- _RECORDS PROVIDED_:
......
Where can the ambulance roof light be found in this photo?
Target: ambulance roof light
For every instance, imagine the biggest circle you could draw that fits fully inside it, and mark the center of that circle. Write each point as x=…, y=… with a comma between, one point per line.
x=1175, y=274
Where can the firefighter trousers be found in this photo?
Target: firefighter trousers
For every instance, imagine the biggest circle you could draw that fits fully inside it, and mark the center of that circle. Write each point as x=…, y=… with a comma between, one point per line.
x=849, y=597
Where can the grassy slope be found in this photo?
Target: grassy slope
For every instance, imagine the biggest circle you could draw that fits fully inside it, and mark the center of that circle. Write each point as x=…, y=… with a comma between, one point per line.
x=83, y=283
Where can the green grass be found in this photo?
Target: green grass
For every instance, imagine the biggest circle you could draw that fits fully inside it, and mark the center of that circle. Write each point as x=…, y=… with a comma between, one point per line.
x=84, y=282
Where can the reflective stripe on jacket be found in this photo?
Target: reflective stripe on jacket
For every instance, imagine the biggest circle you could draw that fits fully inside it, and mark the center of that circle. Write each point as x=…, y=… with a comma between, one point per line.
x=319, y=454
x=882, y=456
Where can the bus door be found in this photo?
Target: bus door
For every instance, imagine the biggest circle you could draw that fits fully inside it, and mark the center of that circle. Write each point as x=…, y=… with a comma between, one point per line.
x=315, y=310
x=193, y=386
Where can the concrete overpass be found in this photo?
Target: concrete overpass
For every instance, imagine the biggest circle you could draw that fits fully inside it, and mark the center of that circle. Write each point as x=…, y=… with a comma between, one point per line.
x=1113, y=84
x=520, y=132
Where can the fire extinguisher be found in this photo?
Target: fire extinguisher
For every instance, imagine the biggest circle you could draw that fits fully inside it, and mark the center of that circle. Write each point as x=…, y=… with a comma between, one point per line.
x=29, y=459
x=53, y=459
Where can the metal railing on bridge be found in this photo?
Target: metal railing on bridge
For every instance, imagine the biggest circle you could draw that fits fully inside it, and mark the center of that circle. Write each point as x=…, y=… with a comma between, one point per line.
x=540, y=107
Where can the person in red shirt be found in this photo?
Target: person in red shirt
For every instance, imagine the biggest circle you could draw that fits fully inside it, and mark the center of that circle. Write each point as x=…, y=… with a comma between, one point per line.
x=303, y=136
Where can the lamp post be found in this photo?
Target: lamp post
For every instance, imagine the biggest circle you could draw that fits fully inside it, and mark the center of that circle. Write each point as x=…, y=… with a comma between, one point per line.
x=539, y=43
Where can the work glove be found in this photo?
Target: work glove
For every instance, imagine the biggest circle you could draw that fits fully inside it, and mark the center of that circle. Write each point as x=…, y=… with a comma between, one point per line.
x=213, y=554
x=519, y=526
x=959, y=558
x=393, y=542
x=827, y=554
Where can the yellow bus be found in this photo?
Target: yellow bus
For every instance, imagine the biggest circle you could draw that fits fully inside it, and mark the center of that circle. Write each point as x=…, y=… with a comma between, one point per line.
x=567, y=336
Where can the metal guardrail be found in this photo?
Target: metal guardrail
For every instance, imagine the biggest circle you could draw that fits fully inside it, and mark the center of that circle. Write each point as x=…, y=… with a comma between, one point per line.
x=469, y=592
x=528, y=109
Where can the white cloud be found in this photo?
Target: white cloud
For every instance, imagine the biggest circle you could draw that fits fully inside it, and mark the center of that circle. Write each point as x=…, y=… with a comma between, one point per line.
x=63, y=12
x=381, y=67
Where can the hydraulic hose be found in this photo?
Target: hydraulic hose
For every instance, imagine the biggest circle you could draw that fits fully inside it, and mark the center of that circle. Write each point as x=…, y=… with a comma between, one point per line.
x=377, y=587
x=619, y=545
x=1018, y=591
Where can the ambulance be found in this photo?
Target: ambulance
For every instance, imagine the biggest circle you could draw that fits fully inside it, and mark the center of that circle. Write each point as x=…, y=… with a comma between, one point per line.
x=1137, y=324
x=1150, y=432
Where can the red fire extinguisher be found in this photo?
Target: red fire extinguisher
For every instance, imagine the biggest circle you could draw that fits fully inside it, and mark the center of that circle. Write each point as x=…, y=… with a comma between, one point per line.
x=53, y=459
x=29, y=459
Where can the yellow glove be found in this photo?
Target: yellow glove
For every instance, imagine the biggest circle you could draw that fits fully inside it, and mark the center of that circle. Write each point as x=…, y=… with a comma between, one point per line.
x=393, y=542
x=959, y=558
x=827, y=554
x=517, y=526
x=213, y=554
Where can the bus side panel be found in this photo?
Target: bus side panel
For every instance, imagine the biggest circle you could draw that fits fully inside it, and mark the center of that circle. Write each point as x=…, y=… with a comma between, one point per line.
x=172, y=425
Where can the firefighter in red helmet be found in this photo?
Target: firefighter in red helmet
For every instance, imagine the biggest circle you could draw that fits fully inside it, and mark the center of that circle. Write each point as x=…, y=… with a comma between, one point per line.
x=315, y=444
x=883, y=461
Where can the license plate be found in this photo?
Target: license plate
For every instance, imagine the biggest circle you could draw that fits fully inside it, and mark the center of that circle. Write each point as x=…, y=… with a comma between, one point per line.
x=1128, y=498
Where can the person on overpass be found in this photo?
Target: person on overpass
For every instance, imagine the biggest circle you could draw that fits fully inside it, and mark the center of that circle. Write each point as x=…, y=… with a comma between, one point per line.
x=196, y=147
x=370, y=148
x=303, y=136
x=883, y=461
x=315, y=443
......
- _EXERCISE_: Word for word, every record must be given again.

- _TASK OUTPUT_:
Where can the ambulance roof light be found in this photo?
Target: ambulance roof light
For every instance, imagine the biggest circle you could draw that fits fully inside it, and mark the center of that circle. Write each point as x=…, y=… with a comma between, one point per line.
x=1175, y=274
Where can the firefighter trousers be found in this photo?
Target: firefighter trousers
For every instance, imagine the biggest circle you could draw that fits fully inside it, and mark the center of that circle. Write each point as x=…, y=… with a comma between, one point per line.
x=849, y=597
Where can the grassy slope be found in this photo?
Target: grassy slope
For every instance, imagine the biggest circle you could draw that fits fully inside it, and mark the center of that circle. Write each point as x=…, y=… with a comma between, one point per line.
x=83, y=283
Where can the green grass be found in this photo?
Target: green grass
For every instance, imagine the biggest circle you could draw that fits fully inside it, and mark the center of that circle. Write each point as x=…, y=… with a comma between, one point per line.
x=84, y=282
Where can the reflective stripe on jacket be found in this photo?
Target: reflective stripe on jacket
For every instance, imagine the biggest circle you could draw that fits fully inside it, and mark the center of that circle. Write each point as x=…, y=… with a comma between, one point per line.
x=319, y=454
x=882, y=456
Where can the bus door be found in this photo?
Target: bus door
For every instance, imagine the biggest circle you could draw that fits fully inside it, and mark the center of that circle. Write each point as x=…, y=… with a comma between, one point per line.
x=315, y=310
x=193, y=386
Where can the concrete overpass be found in this photo?
Target: concrete overpass
For every instance, imagine the biggest circle you could draw that fits fully inside it, and mark the center of that circle. Write each point as x=…, y=… with a comma between, one point per line.
x=1113, y=84
x=520, y=132
Where can the fire extinguisher be found in this photo?
Target: fire extinguisher
For every instance, imagine the biggest circle you could draw that fits fully inside it, and mark the center of that circle. Write each point as x=…, y=… with a comma between, one point per line.
x=29, y=459
x=53, y=459
Where can the metal railing on bridge be found in this photo?
Target: metal railing on bridge
For every instance, imagine the biggest circle you could draw that fits fully inside it, and mark the center of that circle. Write each point as x=…, y=… with a comma between, one point per line.
x=540, y=107
Where can the person in red shirt be found in this photo?
Target: person in red shirt
For every instance, imagine the biggest circle you could draw that fits fully inside it, and mark the center of that circle. Write each point as x=…, y=… with a comma between, one point per line.
x=303, y=136
Where can the lamp post be found in this photo?
Target: lamp post
For every instance, imagine the biggest circle you could draw that fits fully inside it, and mark the center of that circle. Write each point as x=…, y=… with a comma between, one point per line.
x=539, y=43
Where can the work glove be found in this photo?
Target: work glove
For every instance, imagine the biggest circle you could draw that fits fully inside it, and mark the center of that circle. Write each point as x=…, y=… with a comma between, one point per line.
x=213, y=554
x=519, y=526
x=959, y=558
x=393, y=542
x=827, y=554
Where can the yellow bus be found in this photo?
Target: yellow bus
For every instance, imagine the biggest circle you could draw that fits fully inside it, and mark the center of that circle. Write each point as x=…, y=… with a comma between, one point per line.
x=567, y=336
Where can the metal guardrail be found in this photo?
Target: metal guardrail
For every instance, imagine the biggest circle you could draw that fits fully inside it, and mark the center of that circle. Write each point as x=…, y=… with a comma between, one point per line.
x=469, y=592
x=528, y=109
Where can the white cloud be found in this photo?
Target: white cloud
For every instance, imagine the biggest circle you could draw that fits fully inside it, and mark the center of that circle. Write each point as x=…, y=… with a comma between, one point per line.
x=63, y=12
x=381, y=67
Where can the hydraulic hose be found in this photo?
Target: hydraulic hose
For every instance, imagine the biggest circle you could draw that fits fully inside it, and mark the center of that circle. Write each point as x=…, y=… with a comma between, one point per line.
x=377, y=587
x=619, y=545
x=1018, y=591
Where can the ambulance be found in this photo?
Target: ambulance
For every instance, imagine the biggest circle you could draw that fits fully inside it, and mark the center of that circle. Write each point as x=…, y=… with a comma between, one point per line.
x=1137, y=324
x=1150, y=432
Where can the red fire extinguisher be found in this photo?
Target: red fire extinguisher
For every instance, imagine the biggest circle you could draw that fits fully inside it, and mark the center of that circle. Write each point as x=…, y=… with a comma between, one point per line.
x=53, y=459
x=29, y=459
Where can the yellow glove be found in this photo?
Target: yellow glove
For every instance, imagine the biggest circle you could draw that fits fully inside it, and mark the center of that circle. Write each point as x=…, y=… with a comma between, one point per line.
x=393, y=542
x=959, y=558
x=827, y=554
x=517, y=526
x=213, y=554
Where can the bus side panel be found in this photo?
Target: bus side panel
For every instance, imagine the biggest circle you could draw that fits fully inside it, and mark the center of that circle. Write each point as x=…, y=… with a comma between, one point per line.
x=172, y=425
Where can the firefighter in red helmet be found in this photo?
Target: firefighter in red helmet
For every instance, imagine the biggest circle you could draw that fits fully inside it, and mark the center of that circle. Write each point as x=…, y=… with a comma between, one point per line.
x=315, y=444
x=883, y=461
Where can the license plate be found in this photo?
Target: license plate
For every instance, imagine the biggest circle you could draw that fits fully inside it, and mark the center of that circle. Write each point as x=…, y=… with a comma between, one point per line.
x=1128, y=498
Where can the person on overpass be found in this photo?
Target: person on overpass
For every instance, imagine the biggest circle you could draw that fits fully inside it, and mark the center of that circle. Write each point as x=…, y=… with a comma between, one point per line.
x=196, y=147
x=370, y=148
x=303, y=136
x=883, y=461
x=315, y=443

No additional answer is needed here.